Task list:
a – List every person in the text on the free offer of the Gospel who is named with both a first name and a surname.
b – Continue the text on the free offer of the Gospel and common grace, picking up right after the prayer that closes with "Amen."

Provided text:
______________________________
God loves his people as a whole (The Free Offer of the Gospel & Common Grace)

I have already pointed out this excellent interaction with Peter Leithart. But since then someone else posted an astute comment showing how all this ties in with a belief in the free offer of the Gospel (as John Murray called it) and Common Grace (on which John Murray also wrote a brilliant essay).

I would like to highlight Pastor Leithart’s concern that we say what we say to our children “meaningfully”. This is my concern as well coming from a Baptist background. Hosea would seem to be a great example of Yahweh’s passionate affection and concern for his people as a whole, including those headed for destruction. We appear tentative at best and unwilling at worst to talk that way about the church. Perhaps, asking for the difference between children of believers and the children of unbelievers would be helpful. We say to children in the covenant, “The benefits of the covenant of grace belong to you – you have a share in the inheritance – now believe it”. But of the unbelievers and children we have to say you have nothing until you come in. Sorry if these thoughts are a bit spotty. I am simply trying to use language that expresses the ‘favor’ Leithart speaks of. Happy to hear a push back . . .

A sermon I preached many years ago from Ephesians: Part One of a series on “the Free Offer of the Gospel”

Jonathan Edwards was a famous preacher, pastor and writer during colonial times. He is still revered today by Reformed thinkers–by those who share with him a Calvinistic heritage in the Christian faith. Recently a historical scholar dealt with how Edwards would address “seekers.” You see, supposedly there are unregenerate people who are seeking God in such a way that if they do certain things they just might be saved. From studying all of Edwards’ sermons and writings, this scholar created a hypothetical prayer that these seekers should pray. Here it is:

Dear God, whom I hate with all my being precisely because you hate and threaten me with hell, I hate this punishment perhaps even more than I hate you. Or, maybe I should say that I love my comfort even more than I hate you. For that reason I am asking a favor of you. I want you to make me love you, whom I hate even when I ask this and even more because I have to ask this. I am being frank with you because I know it is no use to be otherwise. You know even better than I how much I hate you and that I love only myself. It is no use for me to pretend to be sincere. I most certainly do not love you and do not want to love you. I hate the thought of loving you but that is what I’m asking because I love myself. If you can answer this ‘prayer’ I guess the gift of gratitude will come with it and then I will be able to do what I would not think of doing now–thank you for making me love you whom I hate. Amen.
______________________________
Data provided:
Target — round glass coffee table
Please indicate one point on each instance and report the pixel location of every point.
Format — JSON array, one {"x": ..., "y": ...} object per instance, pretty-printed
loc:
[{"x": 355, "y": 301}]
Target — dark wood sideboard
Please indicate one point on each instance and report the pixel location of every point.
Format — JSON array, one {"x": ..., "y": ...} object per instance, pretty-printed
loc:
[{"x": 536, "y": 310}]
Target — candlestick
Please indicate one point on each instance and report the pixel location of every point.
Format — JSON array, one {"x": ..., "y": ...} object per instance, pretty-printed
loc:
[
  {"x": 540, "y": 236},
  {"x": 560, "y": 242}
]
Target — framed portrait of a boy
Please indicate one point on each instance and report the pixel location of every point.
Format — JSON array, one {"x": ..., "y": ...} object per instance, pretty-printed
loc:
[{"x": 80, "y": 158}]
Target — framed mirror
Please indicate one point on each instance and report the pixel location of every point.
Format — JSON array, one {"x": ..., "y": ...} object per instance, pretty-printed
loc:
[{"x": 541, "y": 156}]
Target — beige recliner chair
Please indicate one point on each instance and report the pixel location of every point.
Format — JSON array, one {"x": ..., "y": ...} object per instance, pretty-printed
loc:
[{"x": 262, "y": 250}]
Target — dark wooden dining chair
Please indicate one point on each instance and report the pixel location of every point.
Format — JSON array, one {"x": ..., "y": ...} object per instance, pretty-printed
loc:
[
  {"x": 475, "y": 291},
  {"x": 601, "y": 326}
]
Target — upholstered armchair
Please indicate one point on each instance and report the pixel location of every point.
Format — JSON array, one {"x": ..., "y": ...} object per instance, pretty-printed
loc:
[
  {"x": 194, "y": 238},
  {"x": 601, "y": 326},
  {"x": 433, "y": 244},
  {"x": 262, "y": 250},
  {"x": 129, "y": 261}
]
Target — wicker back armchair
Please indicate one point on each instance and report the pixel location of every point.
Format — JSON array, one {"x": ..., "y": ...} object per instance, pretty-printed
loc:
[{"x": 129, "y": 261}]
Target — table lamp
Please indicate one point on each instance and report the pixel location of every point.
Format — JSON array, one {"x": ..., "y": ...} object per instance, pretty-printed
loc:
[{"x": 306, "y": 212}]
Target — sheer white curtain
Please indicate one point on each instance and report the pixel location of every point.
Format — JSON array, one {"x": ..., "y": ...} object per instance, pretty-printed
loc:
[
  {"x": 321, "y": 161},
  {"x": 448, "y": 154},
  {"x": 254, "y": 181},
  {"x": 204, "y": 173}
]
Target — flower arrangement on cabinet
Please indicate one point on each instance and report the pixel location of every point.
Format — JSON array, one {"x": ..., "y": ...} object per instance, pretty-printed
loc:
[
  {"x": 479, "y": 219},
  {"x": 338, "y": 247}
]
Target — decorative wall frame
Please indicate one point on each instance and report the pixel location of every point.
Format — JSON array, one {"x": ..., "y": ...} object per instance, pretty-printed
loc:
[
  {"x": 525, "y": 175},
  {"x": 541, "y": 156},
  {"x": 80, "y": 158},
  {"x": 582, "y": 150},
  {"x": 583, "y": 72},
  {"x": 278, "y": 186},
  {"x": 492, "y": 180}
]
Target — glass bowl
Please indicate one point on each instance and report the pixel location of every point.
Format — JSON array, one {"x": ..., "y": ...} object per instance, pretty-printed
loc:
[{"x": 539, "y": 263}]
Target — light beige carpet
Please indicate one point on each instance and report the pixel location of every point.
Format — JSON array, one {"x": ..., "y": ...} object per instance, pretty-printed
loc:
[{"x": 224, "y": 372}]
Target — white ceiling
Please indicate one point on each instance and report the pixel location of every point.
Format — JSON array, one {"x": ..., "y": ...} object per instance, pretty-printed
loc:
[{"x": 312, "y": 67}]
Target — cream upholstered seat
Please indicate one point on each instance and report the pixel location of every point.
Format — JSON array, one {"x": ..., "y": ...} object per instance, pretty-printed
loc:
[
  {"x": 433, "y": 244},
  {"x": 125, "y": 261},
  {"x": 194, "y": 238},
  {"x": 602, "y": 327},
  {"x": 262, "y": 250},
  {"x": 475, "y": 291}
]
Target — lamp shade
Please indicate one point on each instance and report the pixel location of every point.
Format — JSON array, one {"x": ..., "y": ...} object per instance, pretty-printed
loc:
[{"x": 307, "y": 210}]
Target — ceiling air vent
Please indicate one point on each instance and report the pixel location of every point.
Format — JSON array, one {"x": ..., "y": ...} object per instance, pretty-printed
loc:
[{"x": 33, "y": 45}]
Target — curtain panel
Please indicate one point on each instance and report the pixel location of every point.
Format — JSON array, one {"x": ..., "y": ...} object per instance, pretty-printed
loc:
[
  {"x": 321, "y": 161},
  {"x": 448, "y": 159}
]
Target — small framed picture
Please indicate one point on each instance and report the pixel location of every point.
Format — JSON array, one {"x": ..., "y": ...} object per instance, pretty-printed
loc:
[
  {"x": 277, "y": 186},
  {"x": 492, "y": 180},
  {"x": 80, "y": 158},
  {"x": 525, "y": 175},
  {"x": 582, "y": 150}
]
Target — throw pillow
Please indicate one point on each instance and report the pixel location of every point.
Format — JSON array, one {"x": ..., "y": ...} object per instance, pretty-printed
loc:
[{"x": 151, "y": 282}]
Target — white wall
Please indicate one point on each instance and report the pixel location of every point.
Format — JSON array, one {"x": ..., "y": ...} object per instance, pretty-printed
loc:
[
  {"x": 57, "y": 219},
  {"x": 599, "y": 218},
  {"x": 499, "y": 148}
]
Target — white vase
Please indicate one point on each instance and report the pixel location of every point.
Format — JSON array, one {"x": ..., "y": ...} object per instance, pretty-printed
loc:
______________________________
Solved tasks:
a –
Peter Leithart
John Murray
Jonathan Edwards

b –
Now, we could just stop there and ask if we find anything remotely like that sort of prayer for sinners anywhere in Scripture, but I don’t want to do that yet because it gets better (or, really, worse). Here is another prayer written under the direction of the same theological impulse:

You do not rest on God’s owing you any sympathy, not to think of pardon. You may not even rest on His mercy. He is sovereign in that. If you presume on anything, including the mercy of God, you will never receive mercy. If you do not presume but only beg, there is hope. One day–tomorrow? Thirty years from now? You may get up from your knees a new creature in Christ Jesus! A new you with a penitent heart! But you may not, ever! God may still let you go to the hell you so richly deserve.

Lets think about how the Apostle Peter witnessed. Acts chapter 2, verses 37 and 38:

Now when they heard this they were cut to the heart, and said to Peter and the rest of the apostles, “Brothers, what shall we do?” And Peter said to them, “Drop to your knees right now and realize that you hate God even as you do so, and do not pretend to be sincere but beg God to change your heart. Maybe he will do so today, or next week, or thirty years from now; and maybe never. After you can prove to us that God has changed your life then we will baptize you because you have already received the Holy Spirit.”

No, wait! I’m making that up, aren’t I? What does the Bible really say?

Now when they heard this they were cut to the heart, and said to Peter and the rest of the apostles, “Brothers, what shall we do?” And Peter said to them, “Repent and be baptized every one of you in the name of Jesus Christ for the forgiveness of your sins, and you will receive the gift of the Holy Spirit.

Brothers and sisters, that is the Biblical call of the Gospel. Repent and be baptized. Do it now! Don’t wait for another day. Don’t insult and mock God’s character by insinuating that he is stingy with his Gospel offer or not to be trusted to keep his promises.

You see, in the Bible, salvation, deliverance from the wrath of God, is not something secret that you can only hope for as you wait for some sort of mystical experience from God that you are now a “new creature.”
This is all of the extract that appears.